REQUIREMENT ▸ Find the line containing "Put a point on the tree canopy, one" in the data below and repeat it, along with all later lines, exactly through the last one.

Collected data entries ▸
____

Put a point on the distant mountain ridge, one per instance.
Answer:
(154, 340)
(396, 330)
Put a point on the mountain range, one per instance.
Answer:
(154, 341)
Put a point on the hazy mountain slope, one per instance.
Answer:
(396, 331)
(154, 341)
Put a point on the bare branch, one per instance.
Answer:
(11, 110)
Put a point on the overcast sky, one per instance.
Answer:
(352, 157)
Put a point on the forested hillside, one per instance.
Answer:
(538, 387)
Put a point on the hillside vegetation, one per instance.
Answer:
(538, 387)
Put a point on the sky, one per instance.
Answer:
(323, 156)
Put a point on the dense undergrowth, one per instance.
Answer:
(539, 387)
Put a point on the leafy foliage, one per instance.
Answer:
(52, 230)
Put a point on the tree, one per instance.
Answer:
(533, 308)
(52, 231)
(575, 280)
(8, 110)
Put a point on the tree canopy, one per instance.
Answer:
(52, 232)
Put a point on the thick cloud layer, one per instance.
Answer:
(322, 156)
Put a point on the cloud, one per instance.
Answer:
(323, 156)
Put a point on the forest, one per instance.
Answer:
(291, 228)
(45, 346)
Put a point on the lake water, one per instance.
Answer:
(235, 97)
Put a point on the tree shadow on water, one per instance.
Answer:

____

RESULT OF THE TASK ▸
Put a point on the tree canopy, one per instance.
Answer:
(52, 232)
Put a point on the thick cloud layer, one per instance.
Answer:
(322, 156)
Put a point on the cloud, one per instance.
Answer:
(323, 156)
Put a point on the forest, one per instance.
Answer:
(291, 228)
(45, 346)
Put a point on the lake water, one per instance.
Answer:
(235, 97)
Put a point on the tree shadow on water, one per instance.
Answer:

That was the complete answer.